STATED TASK 1: Return the stretch of the telescoping series FAQ from "They allow exact" through "n=1 to infinity?", copied word for word.

EXCERPTED TEXT:
-- start --
Frequently Asked Questions

What is a telescoping series?

A telescoping series is a series where consecutive terms cancel each other when the series is expanded. For example, ∑ [1/(n) − 1/(n+1)] collapses so that only the first and last terms remain, making it straightforward to find the exact sum.

How do you identify a telescoping series?

A series is telescoping if it can be written in the form ∑ (a_n − a_{n+1}). This often appears after applying partial fraction decomposition to a rational expression like 1/(n(n+k)). When you expand the first few terms, you'll notice most intermediate terms cancel in pairs.

Why are telescoping series useful?

They allow exact closed-form evaluation of sums that would otherwise require complex techniques. Because most terms cancel, the entire infinite or finite sum reduces to just two values — the starting term and the limiting term — making the computation elegant and exact.

Can all series be solved using the telescoping method?

No. Telescoping works only for series that can be expressed as consecutive differences a_n − a_{n+1}. Many series — such as pure geometric or power series — require different convergence tests and summation techniques.

What happens to the sum when the upper bound is infinity?

For an infinite telescoping series ∑_{n=1}^{∞} (a_n − a_{n+1}), the sum equals a(n₀) − lim_{n→∞} a(n). If lim a(n) = 0, the series converges and the sum equals just a(n₀), the first surviving term.

What is the sum of 1/(n(n+1)) from n=1 to infinity?

Using partial fractions, 1/(n(n+1)) = 1/n − 1/(n+1). The telescoping series collapses to 1 − lim_{n→∞} 1/(n+1) = 1 − 0 = 1. So ∑_{n=1}^{∞} 1/(n(n+1)) = 1.

What are common pitfalls when computing telescoping series?

Common mistakes include choosing the wrong starting index, forgetting to account for the shift k in expressions like 1/(n(n+k)), and incorrectly applying partial fractions. Always verify that the decomposed form truly telescopes by expanding the first few terms manually.

How does the shift parameter k affect the result?

For 1/(n(n+k)), the partial fraction decomposition gives (1/k)[1/n − 1/(n+k)]. A larger k means fewer terms cancel at each step, leaving a larger trailing block of non-cancelled terms in partial sums. The infinite sum becomes (1/k) × [1/n₀ + 1/(n₀+1) + … + 1/(n₀+k−1)].
-- end --
STATED TASK 2: Retype every line of the listing below without changing anything.

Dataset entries
-- start --
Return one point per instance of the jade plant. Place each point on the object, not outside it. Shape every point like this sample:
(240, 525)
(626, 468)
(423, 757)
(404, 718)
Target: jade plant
-- end --
EXERCISE SOLUTION 1:
They allow exact closed-form evaluation of sums that would otherwise require complex techniques. Because most terms cancel, the entire infinite or finite sum reduces to just two values — the starting term and the limiting term — making the computation elegant and exact.

Can all series be solved using the telescoping method?

No. Telescoping works only for series that can be expressed as consecutive differences a_n − a_{n+1}. Many series — such as pure geometric or power series — require different convergence tests and summation techniques.

What happens to the sum when the upper bound is infinity?

For an infinite telescoping series ∑_{n=1}^{∞} (a_n − a_{n+1}), the sum equals a(n₀) − lim_{n→∞} a(n). If lim a(n) = 0, the series converges and the sum equals just a(n₀), the first surviving term.

What is the sum of 1/(n(n+1)) from n=1 to infinity?

EXERCISE SOLUTION 2:
Return one point per instance of the jade plant. Place each point on the object, not outside it. Shape every point like this sample:
(240, 525)
(626, 468)
(423, 757)
(404, 718)
Target: jade plant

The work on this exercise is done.